## 取り組む課題
a: レアアースの記事のうち、「しかしこのたびのニュースは上記記事の内容より遙かにインパクトがある。」から「20%を賄えてしまうという。」までの箇所をそのまま繰り返して書いてください。
b: 海底のレアアース鉱床についての記事を、最後の文の後から引き継いで書き進めてください。

## ページ抜粋

__________

2011年07月04日

レアアースが「レア」でなくなる可能性。

以前、中国がレアアースを外交の武器に使用していることに対し、それが通用しなくなる可能性について投稿した。

『レアアースはいつまでも外交の武器たり得るか?』(2010/10/21)
http://newsyomaneba.seesaa.net/article/166614927.html

しかしこのたびのニュースは上記記事の内容より遙かにインパクトがある。

4日、東京大学の加藤泰浩准教授らの研究グループは、レアアースの巨大鉱床を発見したことを発表した。

レアアースの巨大鉱床が発見された場所は、太平洋の海底だ。このことの詳細は、英科学誌ネイチャー・ジオサイエンス電子版に同日に掲載される。

調査したのは加藤泰浩准教授と海洋研究開発機構の研究者らで構成するチームで、太平洋の水深3500〜6000メートルの海底から採取された78カ所の堆積物を調査した。

その結果、レアアースの鉱床が発見されたのだ。

加藤泰浩准教授によると、この鉱床に含まれるレアアースの濃度はかなり高い。例えば1キロメートル四方に含まれるレアアースの量は、世界の使用量のなんと約20%を賄えてしまうという。

__________

## データ欄

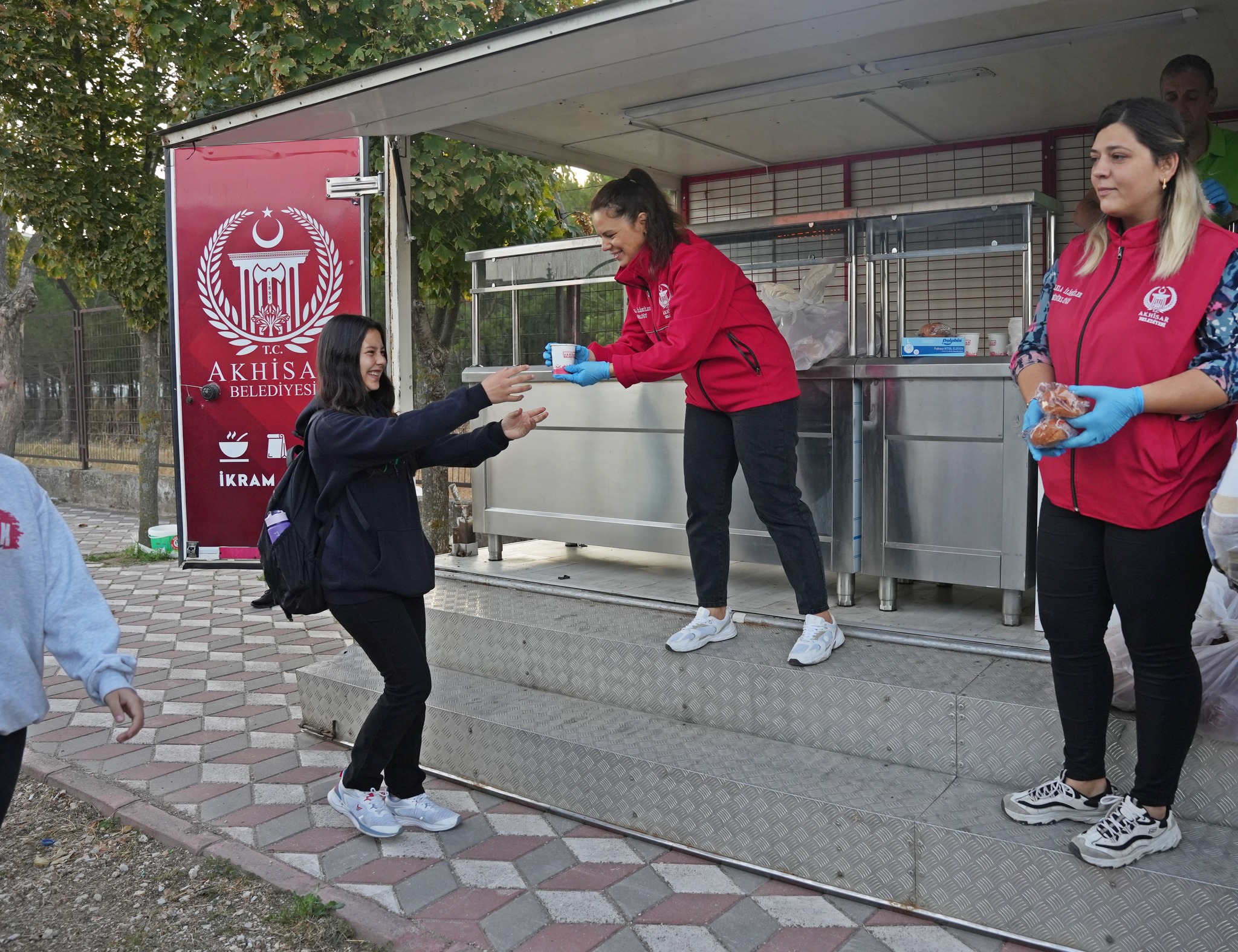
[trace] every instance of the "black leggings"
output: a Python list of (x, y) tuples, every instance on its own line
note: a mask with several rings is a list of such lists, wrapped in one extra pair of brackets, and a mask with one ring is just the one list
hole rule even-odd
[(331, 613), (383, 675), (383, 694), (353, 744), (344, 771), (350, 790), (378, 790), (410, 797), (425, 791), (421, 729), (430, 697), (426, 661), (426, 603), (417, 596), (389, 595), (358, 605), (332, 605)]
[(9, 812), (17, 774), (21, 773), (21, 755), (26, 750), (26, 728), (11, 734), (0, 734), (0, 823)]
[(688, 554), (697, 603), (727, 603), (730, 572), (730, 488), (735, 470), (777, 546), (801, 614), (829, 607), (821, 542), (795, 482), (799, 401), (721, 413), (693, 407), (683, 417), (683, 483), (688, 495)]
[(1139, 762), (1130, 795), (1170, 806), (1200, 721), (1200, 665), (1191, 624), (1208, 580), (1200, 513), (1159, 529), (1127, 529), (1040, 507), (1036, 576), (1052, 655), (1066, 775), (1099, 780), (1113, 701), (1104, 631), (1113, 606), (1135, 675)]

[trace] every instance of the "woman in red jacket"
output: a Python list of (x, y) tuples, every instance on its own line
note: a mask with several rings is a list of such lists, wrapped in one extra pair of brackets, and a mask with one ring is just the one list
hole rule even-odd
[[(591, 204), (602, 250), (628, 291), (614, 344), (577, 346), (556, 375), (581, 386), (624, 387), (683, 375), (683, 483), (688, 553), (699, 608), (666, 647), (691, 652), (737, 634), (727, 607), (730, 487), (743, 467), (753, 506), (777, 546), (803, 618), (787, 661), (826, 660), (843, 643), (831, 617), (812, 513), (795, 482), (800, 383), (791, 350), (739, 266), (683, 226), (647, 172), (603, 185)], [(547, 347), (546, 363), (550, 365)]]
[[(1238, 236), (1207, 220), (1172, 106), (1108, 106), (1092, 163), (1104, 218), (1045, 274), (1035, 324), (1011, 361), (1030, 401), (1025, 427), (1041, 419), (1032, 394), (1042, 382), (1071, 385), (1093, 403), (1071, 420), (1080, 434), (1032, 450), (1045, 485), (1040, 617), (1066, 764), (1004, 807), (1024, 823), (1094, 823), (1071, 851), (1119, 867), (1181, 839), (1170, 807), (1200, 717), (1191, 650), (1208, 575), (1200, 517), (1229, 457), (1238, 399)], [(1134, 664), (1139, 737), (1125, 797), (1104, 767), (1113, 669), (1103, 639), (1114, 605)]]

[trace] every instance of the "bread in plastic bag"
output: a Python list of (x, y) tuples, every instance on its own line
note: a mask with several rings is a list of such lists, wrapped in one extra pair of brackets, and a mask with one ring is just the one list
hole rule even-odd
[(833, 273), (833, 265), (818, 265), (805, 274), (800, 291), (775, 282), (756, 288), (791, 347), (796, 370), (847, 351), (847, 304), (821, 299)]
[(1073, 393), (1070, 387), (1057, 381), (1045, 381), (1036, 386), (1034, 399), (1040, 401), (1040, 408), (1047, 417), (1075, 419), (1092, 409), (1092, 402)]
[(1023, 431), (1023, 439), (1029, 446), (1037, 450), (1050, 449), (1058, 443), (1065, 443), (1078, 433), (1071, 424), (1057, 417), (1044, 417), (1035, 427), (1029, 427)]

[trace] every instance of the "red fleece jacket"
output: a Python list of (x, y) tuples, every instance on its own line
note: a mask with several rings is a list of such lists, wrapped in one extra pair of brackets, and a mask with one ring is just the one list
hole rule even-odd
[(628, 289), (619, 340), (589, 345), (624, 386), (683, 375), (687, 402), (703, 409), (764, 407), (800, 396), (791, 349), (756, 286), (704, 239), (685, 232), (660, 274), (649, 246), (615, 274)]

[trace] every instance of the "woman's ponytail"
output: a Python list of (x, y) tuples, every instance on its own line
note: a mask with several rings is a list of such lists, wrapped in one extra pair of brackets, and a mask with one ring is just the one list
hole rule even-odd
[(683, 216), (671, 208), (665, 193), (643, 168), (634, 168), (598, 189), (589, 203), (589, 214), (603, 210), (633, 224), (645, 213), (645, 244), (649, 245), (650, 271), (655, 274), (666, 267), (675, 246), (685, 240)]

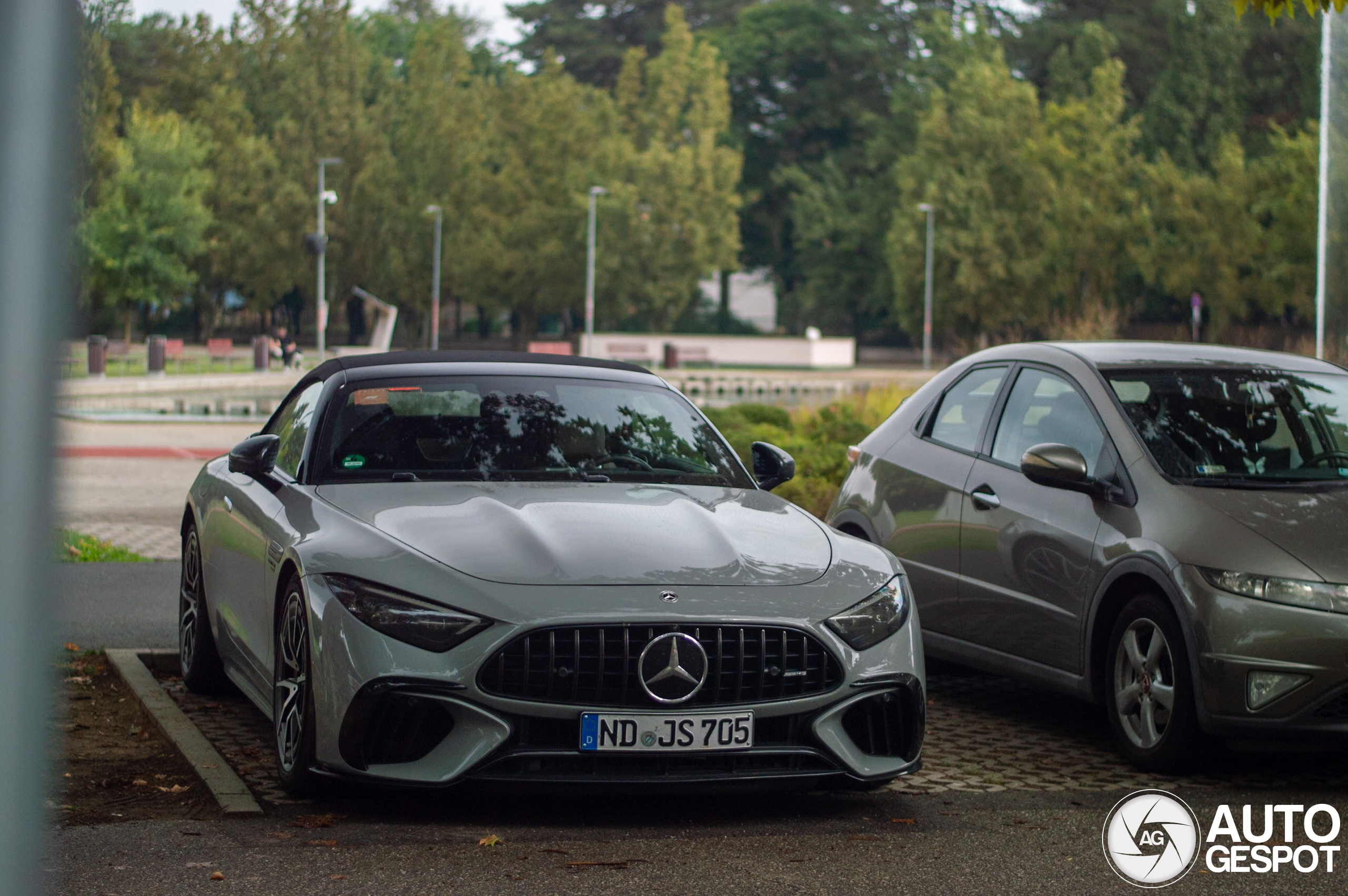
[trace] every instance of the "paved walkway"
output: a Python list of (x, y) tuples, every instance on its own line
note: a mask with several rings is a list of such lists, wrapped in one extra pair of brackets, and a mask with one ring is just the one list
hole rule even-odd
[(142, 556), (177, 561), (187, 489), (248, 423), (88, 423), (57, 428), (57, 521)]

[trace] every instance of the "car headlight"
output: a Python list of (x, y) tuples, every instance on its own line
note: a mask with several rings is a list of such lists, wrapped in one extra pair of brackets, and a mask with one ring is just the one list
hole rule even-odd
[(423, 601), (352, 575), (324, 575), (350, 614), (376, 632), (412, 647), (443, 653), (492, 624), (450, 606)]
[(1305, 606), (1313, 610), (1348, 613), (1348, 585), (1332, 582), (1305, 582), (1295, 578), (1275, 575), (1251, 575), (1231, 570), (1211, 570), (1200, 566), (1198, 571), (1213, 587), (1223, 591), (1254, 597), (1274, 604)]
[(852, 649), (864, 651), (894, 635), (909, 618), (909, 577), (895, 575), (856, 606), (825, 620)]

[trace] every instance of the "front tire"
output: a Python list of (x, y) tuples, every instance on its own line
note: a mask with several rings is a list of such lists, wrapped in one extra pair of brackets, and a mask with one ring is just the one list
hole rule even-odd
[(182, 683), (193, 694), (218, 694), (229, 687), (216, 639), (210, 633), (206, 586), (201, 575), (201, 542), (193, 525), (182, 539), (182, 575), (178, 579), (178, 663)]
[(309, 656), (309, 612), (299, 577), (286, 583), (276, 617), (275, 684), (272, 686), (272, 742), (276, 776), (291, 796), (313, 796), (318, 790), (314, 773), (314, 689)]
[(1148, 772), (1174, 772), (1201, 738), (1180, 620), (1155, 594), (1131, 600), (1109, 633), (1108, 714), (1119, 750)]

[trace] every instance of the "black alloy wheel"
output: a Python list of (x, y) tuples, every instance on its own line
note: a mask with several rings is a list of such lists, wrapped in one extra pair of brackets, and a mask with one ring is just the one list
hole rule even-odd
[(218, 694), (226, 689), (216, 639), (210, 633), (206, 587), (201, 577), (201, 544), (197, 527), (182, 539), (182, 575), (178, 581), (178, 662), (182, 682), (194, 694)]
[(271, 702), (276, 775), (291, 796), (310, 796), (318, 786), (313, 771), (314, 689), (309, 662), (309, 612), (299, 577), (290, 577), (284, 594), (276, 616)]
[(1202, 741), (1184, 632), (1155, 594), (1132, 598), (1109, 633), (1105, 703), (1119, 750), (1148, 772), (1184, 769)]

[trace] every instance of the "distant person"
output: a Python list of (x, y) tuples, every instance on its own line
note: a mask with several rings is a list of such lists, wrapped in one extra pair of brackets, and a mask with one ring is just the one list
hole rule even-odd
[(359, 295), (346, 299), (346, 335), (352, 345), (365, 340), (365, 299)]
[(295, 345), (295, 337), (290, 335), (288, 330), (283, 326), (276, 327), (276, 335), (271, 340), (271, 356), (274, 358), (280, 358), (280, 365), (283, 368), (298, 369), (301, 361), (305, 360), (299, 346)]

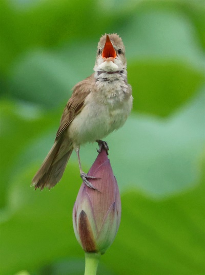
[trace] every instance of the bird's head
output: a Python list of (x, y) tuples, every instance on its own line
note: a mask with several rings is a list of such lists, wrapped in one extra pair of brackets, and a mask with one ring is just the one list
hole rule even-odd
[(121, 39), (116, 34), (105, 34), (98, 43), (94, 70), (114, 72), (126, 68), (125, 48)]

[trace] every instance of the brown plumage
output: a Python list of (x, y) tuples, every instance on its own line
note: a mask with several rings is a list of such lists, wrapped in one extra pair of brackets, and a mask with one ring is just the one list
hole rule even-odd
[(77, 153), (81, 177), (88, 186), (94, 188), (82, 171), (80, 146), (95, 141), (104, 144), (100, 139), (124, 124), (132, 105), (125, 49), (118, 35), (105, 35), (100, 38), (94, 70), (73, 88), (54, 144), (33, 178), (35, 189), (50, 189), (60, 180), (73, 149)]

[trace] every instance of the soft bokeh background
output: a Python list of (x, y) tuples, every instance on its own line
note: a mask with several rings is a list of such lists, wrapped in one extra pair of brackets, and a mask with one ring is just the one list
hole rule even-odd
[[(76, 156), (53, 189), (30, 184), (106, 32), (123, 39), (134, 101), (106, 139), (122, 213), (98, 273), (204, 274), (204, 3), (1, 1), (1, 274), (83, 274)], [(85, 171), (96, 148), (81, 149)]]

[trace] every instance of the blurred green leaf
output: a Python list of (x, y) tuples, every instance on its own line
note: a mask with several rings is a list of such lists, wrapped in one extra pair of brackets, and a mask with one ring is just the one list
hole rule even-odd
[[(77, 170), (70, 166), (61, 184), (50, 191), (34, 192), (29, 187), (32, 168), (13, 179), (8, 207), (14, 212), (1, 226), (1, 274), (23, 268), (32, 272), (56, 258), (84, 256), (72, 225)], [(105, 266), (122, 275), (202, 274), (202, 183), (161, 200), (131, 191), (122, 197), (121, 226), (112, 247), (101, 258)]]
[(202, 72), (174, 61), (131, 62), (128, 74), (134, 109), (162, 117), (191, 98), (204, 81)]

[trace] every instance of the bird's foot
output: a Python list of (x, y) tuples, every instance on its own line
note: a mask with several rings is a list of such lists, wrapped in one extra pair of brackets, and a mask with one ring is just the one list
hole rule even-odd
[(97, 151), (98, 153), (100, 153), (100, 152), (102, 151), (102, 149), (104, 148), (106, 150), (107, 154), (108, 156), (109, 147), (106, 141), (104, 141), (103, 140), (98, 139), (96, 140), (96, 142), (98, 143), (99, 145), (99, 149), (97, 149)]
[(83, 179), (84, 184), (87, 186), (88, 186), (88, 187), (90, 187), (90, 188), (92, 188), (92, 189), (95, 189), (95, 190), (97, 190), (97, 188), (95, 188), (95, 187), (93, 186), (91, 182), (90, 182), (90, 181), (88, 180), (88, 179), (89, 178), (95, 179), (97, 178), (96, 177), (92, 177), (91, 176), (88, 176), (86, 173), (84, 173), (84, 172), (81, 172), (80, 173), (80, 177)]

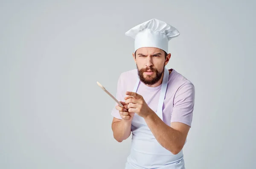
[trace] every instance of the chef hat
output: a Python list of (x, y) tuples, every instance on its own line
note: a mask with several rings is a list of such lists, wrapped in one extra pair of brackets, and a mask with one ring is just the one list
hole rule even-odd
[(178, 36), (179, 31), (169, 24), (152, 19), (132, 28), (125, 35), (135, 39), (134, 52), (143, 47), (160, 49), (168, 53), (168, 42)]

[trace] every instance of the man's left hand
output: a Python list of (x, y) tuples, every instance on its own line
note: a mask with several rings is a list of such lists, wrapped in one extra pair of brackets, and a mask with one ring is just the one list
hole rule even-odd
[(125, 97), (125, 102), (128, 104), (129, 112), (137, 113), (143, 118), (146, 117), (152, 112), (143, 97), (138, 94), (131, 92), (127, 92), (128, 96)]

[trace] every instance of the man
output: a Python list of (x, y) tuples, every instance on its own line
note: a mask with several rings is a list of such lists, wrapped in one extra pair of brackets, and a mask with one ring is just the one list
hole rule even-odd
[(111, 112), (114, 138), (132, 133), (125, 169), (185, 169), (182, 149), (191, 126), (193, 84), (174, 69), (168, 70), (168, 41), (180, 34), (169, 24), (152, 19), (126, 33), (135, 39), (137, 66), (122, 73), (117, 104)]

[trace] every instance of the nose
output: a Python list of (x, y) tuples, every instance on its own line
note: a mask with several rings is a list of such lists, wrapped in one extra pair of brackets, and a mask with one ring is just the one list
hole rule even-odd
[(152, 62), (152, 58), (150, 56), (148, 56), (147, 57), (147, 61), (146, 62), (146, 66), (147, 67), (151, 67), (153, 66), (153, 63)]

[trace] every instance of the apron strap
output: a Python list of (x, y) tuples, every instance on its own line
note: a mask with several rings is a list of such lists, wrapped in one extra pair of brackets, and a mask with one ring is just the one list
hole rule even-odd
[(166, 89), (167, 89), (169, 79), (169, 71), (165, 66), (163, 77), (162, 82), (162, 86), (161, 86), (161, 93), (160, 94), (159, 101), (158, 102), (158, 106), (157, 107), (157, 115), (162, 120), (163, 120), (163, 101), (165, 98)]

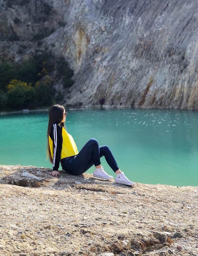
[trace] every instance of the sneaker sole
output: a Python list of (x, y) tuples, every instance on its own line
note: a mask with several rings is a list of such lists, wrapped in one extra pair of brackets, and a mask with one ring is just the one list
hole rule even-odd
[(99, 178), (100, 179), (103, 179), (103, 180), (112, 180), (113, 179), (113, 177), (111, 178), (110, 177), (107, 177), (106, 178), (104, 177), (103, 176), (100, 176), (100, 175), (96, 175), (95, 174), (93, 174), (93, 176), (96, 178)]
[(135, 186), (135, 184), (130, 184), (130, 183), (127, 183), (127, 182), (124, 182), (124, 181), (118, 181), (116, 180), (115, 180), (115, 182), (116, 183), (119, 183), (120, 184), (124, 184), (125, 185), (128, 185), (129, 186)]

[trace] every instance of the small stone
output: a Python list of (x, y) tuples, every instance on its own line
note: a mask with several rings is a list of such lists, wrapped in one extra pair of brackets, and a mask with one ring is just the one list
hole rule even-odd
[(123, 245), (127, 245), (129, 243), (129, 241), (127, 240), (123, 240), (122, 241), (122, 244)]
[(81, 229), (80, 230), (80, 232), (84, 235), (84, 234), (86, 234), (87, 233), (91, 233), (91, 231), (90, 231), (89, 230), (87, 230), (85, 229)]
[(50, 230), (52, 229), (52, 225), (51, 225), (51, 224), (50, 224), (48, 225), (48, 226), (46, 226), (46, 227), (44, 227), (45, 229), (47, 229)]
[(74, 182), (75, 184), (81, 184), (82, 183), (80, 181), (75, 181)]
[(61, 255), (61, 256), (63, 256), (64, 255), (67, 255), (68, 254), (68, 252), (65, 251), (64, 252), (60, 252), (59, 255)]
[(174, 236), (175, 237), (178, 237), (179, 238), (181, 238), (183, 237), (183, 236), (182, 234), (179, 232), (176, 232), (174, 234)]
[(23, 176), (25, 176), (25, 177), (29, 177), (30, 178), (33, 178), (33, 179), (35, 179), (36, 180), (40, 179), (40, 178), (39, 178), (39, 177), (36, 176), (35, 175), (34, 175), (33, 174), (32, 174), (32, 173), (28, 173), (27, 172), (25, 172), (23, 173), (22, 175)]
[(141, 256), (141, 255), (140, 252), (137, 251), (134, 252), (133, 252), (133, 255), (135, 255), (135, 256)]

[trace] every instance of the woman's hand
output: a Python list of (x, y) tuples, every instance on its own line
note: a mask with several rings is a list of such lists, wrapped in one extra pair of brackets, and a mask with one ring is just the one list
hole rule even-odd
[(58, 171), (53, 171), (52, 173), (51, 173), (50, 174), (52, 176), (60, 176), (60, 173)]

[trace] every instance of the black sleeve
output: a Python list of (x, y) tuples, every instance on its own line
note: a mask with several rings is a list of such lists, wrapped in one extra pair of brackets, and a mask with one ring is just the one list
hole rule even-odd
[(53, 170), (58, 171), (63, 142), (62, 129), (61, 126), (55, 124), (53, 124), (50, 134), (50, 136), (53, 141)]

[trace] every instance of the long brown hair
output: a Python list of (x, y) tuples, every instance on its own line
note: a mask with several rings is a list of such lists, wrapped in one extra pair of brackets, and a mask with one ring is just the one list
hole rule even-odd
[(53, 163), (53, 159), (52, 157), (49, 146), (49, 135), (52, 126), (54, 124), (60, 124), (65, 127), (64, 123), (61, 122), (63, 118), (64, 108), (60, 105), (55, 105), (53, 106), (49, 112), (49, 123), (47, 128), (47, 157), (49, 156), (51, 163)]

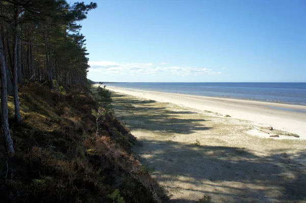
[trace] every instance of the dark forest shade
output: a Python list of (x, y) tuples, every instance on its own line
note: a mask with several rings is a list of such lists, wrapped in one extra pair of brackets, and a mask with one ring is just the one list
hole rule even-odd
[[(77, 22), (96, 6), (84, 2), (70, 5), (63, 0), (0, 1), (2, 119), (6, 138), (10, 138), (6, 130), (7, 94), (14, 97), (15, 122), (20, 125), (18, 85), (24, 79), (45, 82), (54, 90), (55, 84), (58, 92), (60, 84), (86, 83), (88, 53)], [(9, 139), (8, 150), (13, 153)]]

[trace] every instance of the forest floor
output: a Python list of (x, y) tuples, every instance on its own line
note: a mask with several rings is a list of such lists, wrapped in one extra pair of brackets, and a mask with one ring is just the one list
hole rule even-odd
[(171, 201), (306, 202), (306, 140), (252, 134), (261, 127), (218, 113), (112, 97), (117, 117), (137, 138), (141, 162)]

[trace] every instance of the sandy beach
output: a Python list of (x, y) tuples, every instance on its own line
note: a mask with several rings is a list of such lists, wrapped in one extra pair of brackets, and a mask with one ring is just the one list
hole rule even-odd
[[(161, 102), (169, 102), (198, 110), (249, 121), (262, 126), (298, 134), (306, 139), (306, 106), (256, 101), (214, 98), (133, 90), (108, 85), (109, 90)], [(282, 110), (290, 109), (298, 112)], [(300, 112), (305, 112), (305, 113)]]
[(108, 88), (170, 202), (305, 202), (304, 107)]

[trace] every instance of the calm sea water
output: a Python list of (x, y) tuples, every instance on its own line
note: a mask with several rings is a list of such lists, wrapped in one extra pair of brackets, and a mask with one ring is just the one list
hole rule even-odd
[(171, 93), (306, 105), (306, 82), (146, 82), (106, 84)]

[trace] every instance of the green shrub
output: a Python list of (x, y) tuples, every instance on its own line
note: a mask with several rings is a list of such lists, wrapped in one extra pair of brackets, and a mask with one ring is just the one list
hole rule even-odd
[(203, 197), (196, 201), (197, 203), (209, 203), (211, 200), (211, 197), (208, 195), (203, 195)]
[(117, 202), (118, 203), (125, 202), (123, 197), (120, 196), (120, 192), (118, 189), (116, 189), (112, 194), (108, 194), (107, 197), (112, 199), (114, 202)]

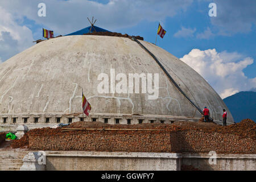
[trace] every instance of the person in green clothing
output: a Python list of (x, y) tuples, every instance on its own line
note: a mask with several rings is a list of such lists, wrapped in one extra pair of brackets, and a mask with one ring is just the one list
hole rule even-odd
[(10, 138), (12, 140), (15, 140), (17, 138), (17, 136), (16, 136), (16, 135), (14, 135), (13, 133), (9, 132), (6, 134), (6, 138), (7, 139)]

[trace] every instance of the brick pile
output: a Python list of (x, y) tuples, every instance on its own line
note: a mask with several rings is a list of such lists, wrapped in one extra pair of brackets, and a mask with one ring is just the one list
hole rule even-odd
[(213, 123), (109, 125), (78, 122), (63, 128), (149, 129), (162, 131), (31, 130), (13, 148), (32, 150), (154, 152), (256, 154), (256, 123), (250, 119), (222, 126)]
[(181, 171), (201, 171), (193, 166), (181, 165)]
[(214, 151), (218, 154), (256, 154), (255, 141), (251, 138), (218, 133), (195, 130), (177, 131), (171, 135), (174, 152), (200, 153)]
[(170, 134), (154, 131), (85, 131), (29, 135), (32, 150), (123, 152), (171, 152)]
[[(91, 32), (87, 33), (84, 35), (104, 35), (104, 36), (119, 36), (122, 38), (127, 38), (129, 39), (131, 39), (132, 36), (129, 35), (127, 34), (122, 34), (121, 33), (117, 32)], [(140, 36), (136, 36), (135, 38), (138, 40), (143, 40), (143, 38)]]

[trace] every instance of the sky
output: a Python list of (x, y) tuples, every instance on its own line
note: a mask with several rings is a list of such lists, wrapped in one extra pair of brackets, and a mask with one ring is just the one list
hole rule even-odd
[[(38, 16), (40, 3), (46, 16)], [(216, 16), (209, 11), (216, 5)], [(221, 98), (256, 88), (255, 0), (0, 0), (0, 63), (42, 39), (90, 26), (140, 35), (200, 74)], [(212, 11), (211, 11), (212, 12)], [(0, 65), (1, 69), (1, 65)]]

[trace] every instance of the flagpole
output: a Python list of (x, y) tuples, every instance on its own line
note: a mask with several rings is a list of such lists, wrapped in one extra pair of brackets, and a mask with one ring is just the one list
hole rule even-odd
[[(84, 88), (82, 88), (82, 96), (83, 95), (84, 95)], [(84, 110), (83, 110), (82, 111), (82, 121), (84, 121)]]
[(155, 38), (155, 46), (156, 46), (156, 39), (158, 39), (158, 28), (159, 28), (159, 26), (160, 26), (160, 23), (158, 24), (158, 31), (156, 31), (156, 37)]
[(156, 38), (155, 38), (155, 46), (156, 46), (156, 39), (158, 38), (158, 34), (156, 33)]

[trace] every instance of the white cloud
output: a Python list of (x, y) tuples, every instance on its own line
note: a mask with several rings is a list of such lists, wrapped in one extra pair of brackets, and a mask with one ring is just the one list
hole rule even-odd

__________

## 課題の解答
a:
しかしこのたびのニュースは上記記事の内容より遙かにインパクトがある。

4日、東京大学の加藤泰浩准教授らの研究グループは、レアアースの巨大鉱床を発見したことを発表した。

レアアースの巨大鉱床が発見された場所は、太平洋の海底だ。このことの詳細は、英科学誌ネイチャー・ジオサイエンス電子版に同日に掲載される。

調査したのは加藤泰浩准教授と海洋研究開発機構の研究者らで構成するチームで、太平洋の水深3500〜6000メートルの海底から採取された78カ所の堆積物を調査した。

その結果、レアアースの鉱床が発見されたのだ。

加藤泰浩准教授によると、この鉱床に含まれるレアアースの濃度はかなり高い。例えば1キロメートル四方に含まれるレアアースの量は、世界の使用量のなんと約20%を賄えてしまうという。

b:
これは大きな発見だ。この豊富な埋蔵量の鉱床の大半は公海であり、ハワイ沖からタヒチ島周辺にまで分布しているという。

その埋蔵量は、推定で800〜1000億トン!

この量がいかに膨大なものであり、世界経済にインパクトを与えるのかというと、レアアースの陸上の埋蔵量が推定約1億1000万トンということだから、このたび発見された推定埋蔵量はその1000倍(!)に達する見込みがあるということだ。

現在では中国が世界のレアアース生産量の97%も占めている。そのため、彼らが輸出をどう制限するかで価格が変動してしまう。

この状態を打破できるということだ。

ところでどうして加藤泰浩准教授らはこの広大な海の底からレアアースの鉱床を発見したのか。

加藤泰浩准教授らが注目したのは、海底の火山活動だった。このときに放出される熱水がレアアースを吸着しやすいことに注目したのだという。そこで過去に採取された泥のサンプルを分析したところ、高い濃度のレアアースが含まれることが分かった。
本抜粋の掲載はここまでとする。